New Iran nuclear plant up and running: IAEA

IAEA reports had earlier said that Iranian scientists were preparing to begin operating the facility's centrifuges.


Afp January 09, 2012

VIENNA: The UN atomic agency said Monday that Iran is now enriching uranium at a new site in a hard-to-bomb mountain bunker, in a move set to stoke Western suspicions further that Tehran wants nuclear weapons.

US State Department spokeswoman Victoria Nuland said that Iran's enriching uranium to 20 percent at the 'Fordo' site was "a further escalation of their ongoing violations with regard to their nuclear obligations."

The Islamic republic admitted the existence of the previously secret facility in 2009 and earlier International Atomic Energy Agency reports had said that Iranian scientists were preparing to begin operating the facility's centrifuges.

Iran, which insists its nuclear programme is for exclusively peaceful purposes, has repeatedly said it will not abandon uranium enrichment despite four rounds of UN Security Council resolutions calling on Tehran to desist.

While nuclear energy plants need fuel enriched to 3.5 percent, Iran says the 20-percent enriched uranium is necessary for its Tehran research reactor to make isotopes to treat cancers.

Western powers, however, reject this, believing Iran has been researching ways to develop and deliver nuclear weapons, and has piled on sanction after sanction to try to halt the work.

IAEA spokeswoman Gill Tudor said that all nuclear material "remains under the Agency's containment and surveillance" at 'Fordo'. But the fear is if Iran decided to expel IAEA inspectors and enrich uranium to weapons-grade purity of 90 percent, the all-but-impregnable 'Fordo' would enable them to produce enough fissile material in a short space of time.

**Exercise:** Reproduce the article above on Iran's Fordo enrichment site in full, word for word.

**Supplied data:**

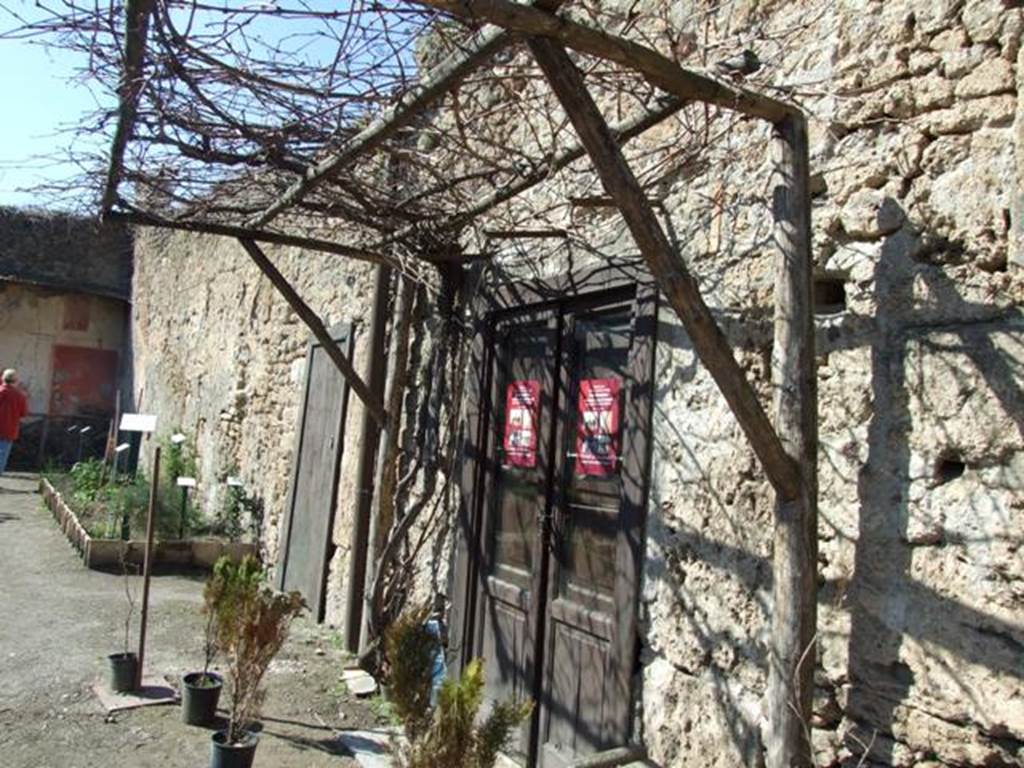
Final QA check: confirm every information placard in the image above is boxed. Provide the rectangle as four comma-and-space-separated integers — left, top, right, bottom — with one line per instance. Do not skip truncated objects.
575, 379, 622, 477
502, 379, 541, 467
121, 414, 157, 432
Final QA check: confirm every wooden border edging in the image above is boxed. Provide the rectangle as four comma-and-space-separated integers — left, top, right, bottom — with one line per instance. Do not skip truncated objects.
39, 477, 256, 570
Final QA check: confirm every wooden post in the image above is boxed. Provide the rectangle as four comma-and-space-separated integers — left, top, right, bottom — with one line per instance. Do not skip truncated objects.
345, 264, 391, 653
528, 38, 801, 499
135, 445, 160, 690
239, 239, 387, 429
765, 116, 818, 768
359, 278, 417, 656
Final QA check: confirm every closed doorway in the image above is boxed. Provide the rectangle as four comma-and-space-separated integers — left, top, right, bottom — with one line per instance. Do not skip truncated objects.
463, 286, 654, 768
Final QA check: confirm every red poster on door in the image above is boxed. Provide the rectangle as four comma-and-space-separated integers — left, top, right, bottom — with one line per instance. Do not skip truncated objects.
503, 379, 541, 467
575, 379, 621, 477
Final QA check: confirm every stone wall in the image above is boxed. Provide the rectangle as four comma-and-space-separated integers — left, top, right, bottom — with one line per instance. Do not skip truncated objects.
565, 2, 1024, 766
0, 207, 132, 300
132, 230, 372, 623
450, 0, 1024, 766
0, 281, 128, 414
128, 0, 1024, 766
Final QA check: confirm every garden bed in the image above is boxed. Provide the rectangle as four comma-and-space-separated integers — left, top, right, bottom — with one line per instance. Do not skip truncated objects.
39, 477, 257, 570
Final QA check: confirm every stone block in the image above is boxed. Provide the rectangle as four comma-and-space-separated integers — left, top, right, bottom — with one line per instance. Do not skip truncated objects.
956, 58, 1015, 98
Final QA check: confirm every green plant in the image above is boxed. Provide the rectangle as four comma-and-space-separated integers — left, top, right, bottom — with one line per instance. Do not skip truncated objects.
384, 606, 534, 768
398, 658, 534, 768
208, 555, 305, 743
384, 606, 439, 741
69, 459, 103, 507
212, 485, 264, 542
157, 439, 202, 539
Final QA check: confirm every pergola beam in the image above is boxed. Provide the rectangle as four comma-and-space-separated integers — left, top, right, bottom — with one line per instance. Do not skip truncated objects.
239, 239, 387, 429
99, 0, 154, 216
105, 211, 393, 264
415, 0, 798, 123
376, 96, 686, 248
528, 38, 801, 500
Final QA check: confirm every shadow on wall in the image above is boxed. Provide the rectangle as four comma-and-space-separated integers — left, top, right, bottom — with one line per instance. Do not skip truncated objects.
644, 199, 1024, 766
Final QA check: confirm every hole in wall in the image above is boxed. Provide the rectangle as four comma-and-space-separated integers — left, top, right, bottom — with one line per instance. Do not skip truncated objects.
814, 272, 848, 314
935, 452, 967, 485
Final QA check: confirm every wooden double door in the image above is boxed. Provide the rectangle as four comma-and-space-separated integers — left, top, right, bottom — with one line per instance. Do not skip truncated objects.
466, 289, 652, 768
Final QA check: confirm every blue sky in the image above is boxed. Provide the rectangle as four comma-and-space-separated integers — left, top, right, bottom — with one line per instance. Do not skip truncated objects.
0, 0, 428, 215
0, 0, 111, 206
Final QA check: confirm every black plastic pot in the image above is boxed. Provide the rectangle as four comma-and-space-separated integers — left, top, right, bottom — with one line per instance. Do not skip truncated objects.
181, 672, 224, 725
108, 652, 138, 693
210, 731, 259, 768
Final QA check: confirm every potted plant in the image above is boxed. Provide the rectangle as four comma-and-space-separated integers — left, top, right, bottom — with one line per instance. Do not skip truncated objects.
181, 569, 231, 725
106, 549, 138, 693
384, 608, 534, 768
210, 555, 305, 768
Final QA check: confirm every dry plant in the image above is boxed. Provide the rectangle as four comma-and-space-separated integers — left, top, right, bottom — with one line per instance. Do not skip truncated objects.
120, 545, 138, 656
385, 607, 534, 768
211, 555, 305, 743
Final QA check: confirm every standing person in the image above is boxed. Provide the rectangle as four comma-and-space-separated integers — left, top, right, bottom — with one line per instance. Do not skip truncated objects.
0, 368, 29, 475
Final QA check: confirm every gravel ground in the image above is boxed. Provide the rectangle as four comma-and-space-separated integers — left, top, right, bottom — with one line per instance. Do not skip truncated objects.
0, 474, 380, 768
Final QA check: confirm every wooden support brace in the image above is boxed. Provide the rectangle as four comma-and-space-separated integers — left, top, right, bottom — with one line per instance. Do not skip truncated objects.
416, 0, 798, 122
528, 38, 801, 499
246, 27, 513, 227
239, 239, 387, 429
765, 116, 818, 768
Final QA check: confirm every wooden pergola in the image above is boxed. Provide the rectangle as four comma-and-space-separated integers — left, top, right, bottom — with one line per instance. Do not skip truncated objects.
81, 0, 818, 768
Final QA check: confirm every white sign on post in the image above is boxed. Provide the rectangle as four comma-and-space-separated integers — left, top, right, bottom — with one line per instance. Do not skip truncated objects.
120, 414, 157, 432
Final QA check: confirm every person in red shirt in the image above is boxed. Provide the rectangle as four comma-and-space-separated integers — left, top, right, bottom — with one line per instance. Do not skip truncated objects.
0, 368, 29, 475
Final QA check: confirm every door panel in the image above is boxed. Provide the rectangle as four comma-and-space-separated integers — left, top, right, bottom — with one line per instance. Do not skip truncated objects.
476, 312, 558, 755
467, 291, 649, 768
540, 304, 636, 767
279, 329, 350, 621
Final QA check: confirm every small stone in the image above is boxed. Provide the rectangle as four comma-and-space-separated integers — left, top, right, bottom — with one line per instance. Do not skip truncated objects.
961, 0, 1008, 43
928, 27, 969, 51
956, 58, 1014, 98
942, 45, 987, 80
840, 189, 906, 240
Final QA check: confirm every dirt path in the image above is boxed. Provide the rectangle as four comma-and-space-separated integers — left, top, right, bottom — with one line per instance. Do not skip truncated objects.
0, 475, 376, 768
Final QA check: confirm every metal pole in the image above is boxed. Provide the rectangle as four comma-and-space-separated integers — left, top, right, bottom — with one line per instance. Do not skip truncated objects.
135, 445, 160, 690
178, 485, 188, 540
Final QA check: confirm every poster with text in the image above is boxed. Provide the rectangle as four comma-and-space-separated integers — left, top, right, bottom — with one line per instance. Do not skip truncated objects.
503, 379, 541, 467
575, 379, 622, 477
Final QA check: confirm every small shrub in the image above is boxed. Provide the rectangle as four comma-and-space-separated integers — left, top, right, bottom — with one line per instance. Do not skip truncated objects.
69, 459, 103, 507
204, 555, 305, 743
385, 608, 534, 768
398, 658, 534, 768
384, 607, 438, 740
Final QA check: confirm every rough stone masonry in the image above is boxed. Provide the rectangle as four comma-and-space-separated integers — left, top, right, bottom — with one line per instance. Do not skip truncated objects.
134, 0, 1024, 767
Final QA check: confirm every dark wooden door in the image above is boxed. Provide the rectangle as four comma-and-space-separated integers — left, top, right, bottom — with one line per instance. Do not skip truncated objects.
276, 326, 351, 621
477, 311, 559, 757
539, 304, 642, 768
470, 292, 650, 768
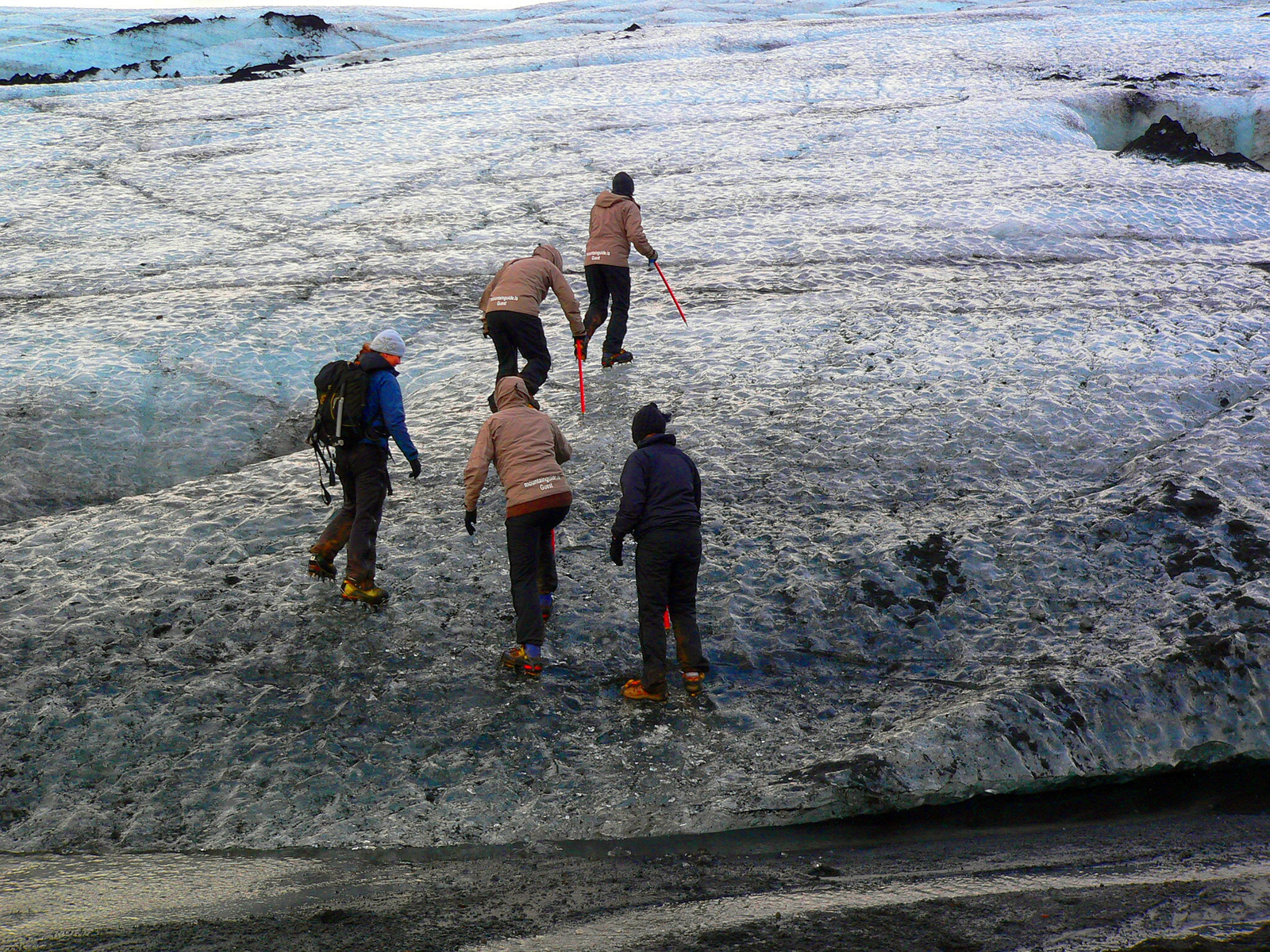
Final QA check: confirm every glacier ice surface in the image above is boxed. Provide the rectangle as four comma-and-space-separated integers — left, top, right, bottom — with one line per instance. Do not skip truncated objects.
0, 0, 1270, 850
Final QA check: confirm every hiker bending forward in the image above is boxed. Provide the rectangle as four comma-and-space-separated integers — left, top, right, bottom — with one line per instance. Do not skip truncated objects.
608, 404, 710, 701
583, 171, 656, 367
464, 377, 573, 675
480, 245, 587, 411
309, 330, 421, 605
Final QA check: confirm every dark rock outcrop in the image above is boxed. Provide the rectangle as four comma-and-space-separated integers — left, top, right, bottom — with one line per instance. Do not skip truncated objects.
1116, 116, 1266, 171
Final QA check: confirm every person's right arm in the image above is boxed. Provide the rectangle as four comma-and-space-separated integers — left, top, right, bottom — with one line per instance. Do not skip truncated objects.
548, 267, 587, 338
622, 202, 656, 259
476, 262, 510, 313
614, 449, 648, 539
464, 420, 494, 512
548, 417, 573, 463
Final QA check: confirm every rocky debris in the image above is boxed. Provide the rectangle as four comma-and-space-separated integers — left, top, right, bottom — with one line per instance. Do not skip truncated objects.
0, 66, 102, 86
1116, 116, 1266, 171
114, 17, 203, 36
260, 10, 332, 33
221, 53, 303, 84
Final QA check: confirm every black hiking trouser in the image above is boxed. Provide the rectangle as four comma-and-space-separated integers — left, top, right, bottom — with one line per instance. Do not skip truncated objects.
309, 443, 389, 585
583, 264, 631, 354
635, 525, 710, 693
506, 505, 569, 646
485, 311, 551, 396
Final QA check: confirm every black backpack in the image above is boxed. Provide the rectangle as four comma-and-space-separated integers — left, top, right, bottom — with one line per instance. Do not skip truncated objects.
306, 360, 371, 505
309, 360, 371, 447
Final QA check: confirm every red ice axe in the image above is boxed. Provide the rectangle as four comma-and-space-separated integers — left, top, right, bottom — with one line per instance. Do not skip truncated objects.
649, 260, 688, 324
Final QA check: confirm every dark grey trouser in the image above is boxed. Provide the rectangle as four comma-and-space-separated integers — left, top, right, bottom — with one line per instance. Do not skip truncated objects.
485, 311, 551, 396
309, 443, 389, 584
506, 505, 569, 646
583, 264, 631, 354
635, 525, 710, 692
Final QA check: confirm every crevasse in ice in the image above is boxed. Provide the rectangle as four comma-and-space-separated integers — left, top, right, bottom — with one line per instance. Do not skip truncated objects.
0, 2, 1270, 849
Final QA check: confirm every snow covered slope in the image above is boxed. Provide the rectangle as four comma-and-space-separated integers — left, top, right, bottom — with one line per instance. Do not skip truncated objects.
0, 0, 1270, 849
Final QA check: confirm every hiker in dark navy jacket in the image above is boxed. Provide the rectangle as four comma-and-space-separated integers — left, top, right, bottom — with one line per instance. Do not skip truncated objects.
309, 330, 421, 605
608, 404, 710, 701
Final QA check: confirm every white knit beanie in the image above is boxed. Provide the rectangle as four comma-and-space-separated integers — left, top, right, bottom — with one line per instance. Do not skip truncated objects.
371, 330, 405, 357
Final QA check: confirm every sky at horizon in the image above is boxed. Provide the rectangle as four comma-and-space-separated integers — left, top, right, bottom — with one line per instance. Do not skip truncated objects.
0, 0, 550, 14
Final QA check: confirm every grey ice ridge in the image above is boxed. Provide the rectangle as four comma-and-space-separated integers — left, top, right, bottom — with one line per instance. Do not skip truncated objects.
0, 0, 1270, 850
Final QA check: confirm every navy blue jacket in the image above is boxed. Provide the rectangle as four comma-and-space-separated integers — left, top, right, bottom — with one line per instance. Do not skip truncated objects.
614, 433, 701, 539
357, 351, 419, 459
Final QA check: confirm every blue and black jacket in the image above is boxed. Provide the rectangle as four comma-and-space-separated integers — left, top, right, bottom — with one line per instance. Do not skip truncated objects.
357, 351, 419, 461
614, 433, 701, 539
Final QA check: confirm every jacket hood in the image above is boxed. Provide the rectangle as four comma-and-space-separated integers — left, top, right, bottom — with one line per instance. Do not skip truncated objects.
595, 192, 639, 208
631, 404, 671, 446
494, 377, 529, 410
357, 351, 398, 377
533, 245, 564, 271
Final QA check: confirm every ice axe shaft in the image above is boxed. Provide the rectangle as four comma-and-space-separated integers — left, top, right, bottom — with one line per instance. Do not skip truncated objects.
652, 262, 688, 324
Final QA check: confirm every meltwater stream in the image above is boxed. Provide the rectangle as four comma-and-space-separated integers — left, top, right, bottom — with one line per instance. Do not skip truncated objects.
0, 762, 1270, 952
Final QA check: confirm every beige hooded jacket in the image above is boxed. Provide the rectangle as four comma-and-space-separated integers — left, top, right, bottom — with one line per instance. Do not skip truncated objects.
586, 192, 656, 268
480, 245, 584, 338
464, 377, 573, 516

**Result for this exercise:**
New Iran nuclear plant up and running: IAEA

IAEA reports had earlier said that Iranian scientists were preparing to begin operating the facility's centrifuges.


Afp January 09, 2012

VIENNA: The UN atomic agency said Monday that Iran is now enriching uranium at a new site in a hard-to-bomb mountain bunker, in a move set to stoke Western suspicions further that Tehran wants nuclear weapons.

US State Department spokeswoman Victoria Nuland said that Iran's enriching uranium to 20 percent at the 'Fordo' site was "a further escalation of their ongoing violations with regard to their nuclear obligations."

The Islamic republic admitted the existence of the previously secret facility in 2009 and earlier International Atomic Energy Agency reports had said that Iranian scientists were preparing to begin operating the facility's centrifuges.

Iran, which insists its nuclear programme is for exclusively peaceful purposes, has repeatedly said it will not abandon uranium enrichment despite four rounds of UN Security Council resolutions calling on Tehran to desist.

While nuclear energy plants need fuel enriched to 3.5 percent, Iran says the 20-percent enriched uranium is necessary for its Tehran research reactor to make isotopes to treat cancers.

Western powers, however, reject this, believing Iran has been researching ways to develop and deliver nuclear weapons, and has piled on sanction after sanction to try to halt the work.

IAEA spokeswoman Gill Tudor said that all nuclear material "remains under the Agency's containment and surveillance" at 'Fordo'. But the fear is if Iran decided to expel IAEA inspectors and enrich uranium to weapons-grade purity of 90 percent, the all-but-impregnable 'Fordo' would enable them to produce enough fissile material in a short space of time.